# Tivo Roamio and Austin Time Warner cable issues



## marklyn (Jan 21, 2002)

I have done due diligence and researched all my options for either upgrading my equipment to DirectTV's Genie, considering Dish's Hopper or switching to Roamio plus. Technically and feature-wise I am in the Tivo Roamio plus court.

The only thing really stopping me is the issues I'm reading about the cable card and tuning adapter issues provided by my local Time Warner (Austin). Right now I have 3 DVR's (DirecTV) and dependable equipment/recordings but I really like the idea of no dish and a Roamio with mini's, so it's extremely tempting.
I just don't want to lay out some serious money for equipment and monthly fees and a 2 year commitment if there is real potential for problems. 

If you're on the Austin Time Warner system with a Roamio, I'd like to hear your experiences, good and bad with this equipment combination.

Thanks in advance.


----------



## HarperVision (May 14, 2007)

The best thing to do is call your local office, ask for the engineer(s) and ask them what the latest firmware is that's being deployed to their cablecards and Tuning adapters. Compare that with the many threads here related to any tuning issues and you'll know if it will work completely and to your satisfaction. Just also keep in mind that time warner likes to copy protect just about everything except local broadcast channels, so that may limit many TiVo transfers and out of home streaming features of the new Roamio. It sucks and I had to buy a Slingbox 350 to do OOH streaming.


----------



## marklyn (Jan 21, 2002)

HarperVision said:


> The best thing to do is call your local office, ask for the engineer(s) and ask them what the latest firmware is that's being deployed to their cablecards and Tuning adapters. Compare that with the many threads here related to any tuning issues and you'll know if it will work completely and to your satisfaction. Just also keep in mind that time warner likes to copy protect just about everything except local broadcast channels, so that may limit many TiVo transfers and out of home streaming features of the new Roamio. It sucks and I had to buy a Slingbox 350 to do OOH streaming.


Do you really think they'll let me talk to an engineer without putting up a fight with me to try to answer my question? I'd be willing to try, but I'm guessing it might be like asking to speak to the president of a company or something like that. How would you ask to speak to an engineer?


----------



## jrtroo (Feb 4, 2008)

__Entries provided__
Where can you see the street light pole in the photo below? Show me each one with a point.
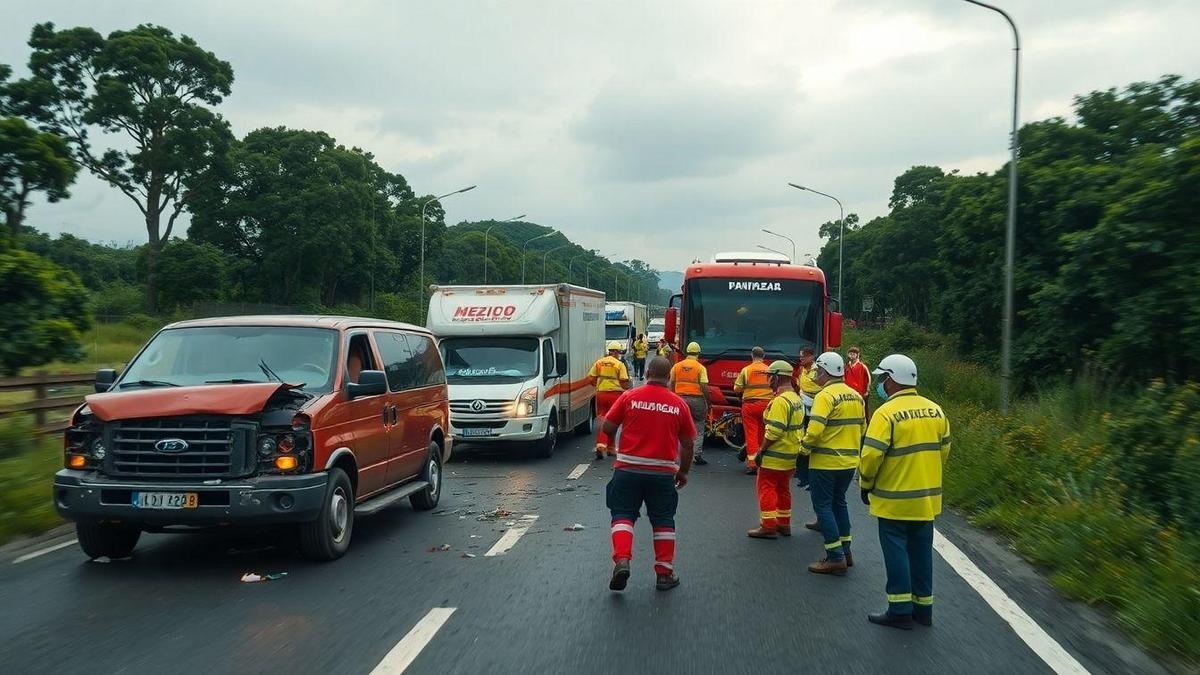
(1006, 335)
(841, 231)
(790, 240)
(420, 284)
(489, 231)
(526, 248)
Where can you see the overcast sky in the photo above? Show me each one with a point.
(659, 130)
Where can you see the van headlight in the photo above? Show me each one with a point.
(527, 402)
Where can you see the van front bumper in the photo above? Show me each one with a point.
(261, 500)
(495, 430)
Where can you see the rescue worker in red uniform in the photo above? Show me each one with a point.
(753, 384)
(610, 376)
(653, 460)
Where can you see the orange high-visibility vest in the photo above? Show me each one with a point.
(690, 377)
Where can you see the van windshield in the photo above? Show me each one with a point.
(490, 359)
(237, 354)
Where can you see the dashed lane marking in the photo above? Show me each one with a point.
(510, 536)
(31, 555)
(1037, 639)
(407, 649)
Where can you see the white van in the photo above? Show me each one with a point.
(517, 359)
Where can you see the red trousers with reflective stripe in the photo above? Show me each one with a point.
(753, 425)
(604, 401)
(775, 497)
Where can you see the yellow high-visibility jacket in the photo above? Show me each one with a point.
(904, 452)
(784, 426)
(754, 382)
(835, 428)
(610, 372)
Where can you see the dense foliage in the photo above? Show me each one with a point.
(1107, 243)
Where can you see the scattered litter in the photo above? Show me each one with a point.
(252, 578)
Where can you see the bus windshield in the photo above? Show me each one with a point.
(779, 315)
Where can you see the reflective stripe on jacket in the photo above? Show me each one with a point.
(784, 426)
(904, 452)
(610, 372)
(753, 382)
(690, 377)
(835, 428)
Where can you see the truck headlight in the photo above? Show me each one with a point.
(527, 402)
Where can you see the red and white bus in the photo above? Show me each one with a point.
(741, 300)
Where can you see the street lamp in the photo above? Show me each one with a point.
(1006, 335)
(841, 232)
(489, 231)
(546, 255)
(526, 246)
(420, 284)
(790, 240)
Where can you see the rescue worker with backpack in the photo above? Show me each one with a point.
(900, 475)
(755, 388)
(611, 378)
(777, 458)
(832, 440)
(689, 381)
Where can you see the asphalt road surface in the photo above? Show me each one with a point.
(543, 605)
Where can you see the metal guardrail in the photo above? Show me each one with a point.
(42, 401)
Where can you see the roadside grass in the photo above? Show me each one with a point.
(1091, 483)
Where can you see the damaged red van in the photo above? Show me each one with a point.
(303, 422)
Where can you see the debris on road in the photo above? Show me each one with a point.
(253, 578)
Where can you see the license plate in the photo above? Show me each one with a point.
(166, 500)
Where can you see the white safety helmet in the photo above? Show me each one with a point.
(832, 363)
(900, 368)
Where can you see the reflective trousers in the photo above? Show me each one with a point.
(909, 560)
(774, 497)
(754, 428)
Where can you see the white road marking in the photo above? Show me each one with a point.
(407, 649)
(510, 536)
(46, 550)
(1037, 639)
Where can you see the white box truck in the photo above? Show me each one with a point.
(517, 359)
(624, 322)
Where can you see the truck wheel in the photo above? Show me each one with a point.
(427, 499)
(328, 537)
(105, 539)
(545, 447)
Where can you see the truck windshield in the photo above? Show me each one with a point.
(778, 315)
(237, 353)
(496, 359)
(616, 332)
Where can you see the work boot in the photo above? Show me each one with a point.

__To do__
**1.** Answer these questions about the forum thread above, one line each:
(a) How many DVRs does marklyn have right now, and from which provider?
(b) What did HarperVision have to buy for out-of-home streaming?
(c) According to HarperVision, which channels does Time Warner leave without copy protection?
**2.** Please list every line of the records that contains the word "white", where case counts.

__The answers__
**1.**
(a) Three DVRs, from DirecTV.
(b) A Slingbox 350.
(c) Local broadcast channels.

**2.**
Where can you see the white van in the photo above? Show me each one with a point.
Where can you see the red and white bus in the photo above? Show me each one with a point.
Where can you see the white safety helmet in the photo above? Show me each one with a point.
Where can you see the white road marking in the photo above? Show me each one with a point.
Where can you see the white box truck in the photo above? Show me each one with a point.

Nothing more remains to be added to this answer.